_Your goal_
Looking at the listing below, retype exactly the lines starting at the one containing "The component shall place one marker per instance of the rocky" and ending at the one containing "the hillside, each", both included, and nothing else.

_Record excerpts_
Content starts

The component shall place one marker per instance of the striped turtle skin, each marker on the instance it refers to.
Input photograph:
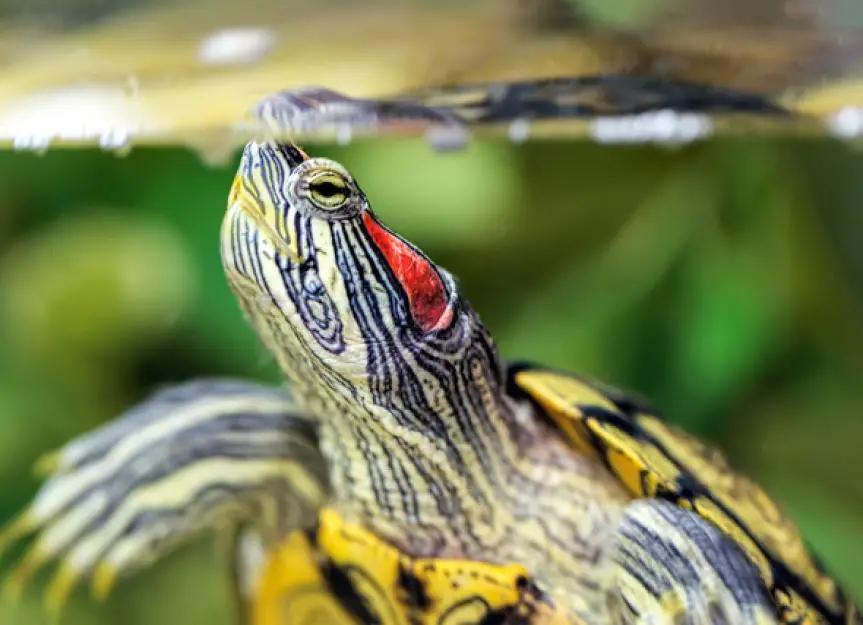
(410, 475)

Content ends
Content starts

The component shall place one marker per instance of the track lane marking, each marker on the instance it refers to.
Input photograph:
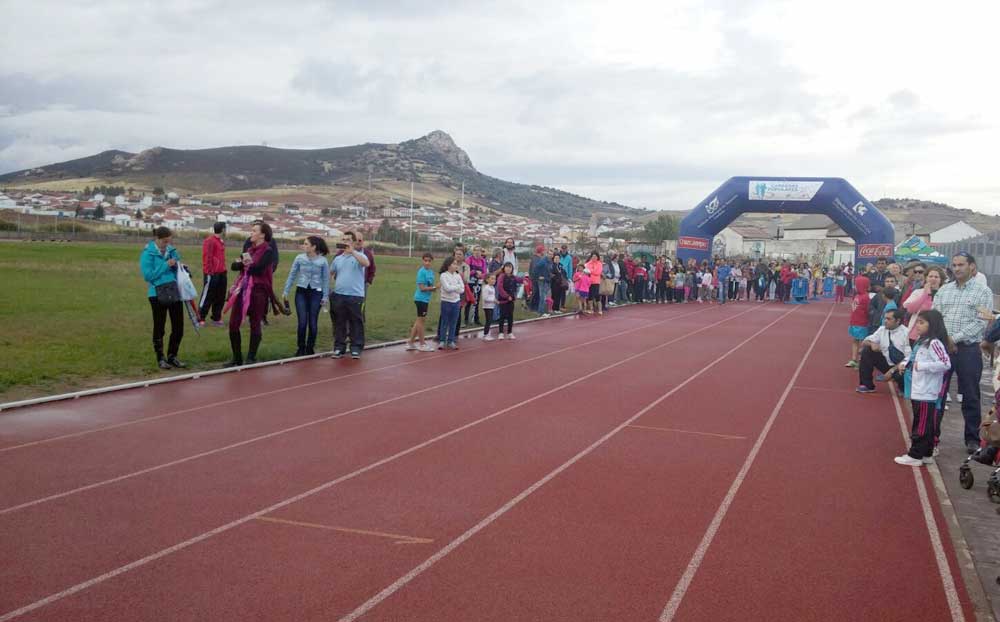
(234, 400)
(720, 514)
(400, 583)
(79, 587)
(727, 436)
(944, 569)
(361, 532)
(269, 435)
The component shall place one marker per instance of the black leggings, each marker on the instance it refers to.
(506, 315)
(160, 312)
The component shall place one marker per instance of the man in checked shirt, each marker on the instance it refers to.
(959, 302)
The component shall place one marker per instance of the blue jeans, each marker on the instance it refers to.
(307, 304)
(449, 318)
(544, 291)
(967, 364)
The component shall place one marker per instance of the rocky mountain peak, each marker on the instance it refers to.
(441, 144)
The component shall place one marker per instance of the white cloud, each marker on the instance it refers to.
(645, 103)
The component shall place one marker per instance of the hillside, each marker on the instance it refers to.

Content ends
Content starts

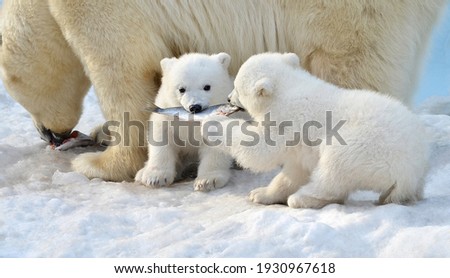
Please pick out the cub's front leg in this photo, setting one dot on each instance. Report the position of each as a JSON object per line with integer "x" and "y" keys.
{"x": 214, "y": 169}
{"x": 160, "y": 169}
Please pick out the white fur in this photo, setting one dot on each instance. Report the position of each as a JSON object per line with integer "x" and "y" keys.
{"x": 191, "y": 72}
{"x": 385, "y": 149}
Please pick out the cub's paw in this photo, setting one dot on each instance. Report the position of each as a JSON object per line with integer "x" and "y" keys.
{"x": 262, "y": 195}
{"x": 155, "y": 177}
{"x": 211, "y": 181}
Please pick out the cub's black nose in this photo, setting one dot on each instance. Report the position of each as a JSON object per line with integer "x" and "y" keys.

Content ends

_Response to this task_
The component shall place one marker per instance of the rocky mountain peak, each marker on the instance it refers to.
(441, 144)
The component shall place one marker per instance of the white cloud, each marker on the instance it refers to.
(645, 103)
The component shall place one marker per instance of the hillside, each marker on the instance it refers to.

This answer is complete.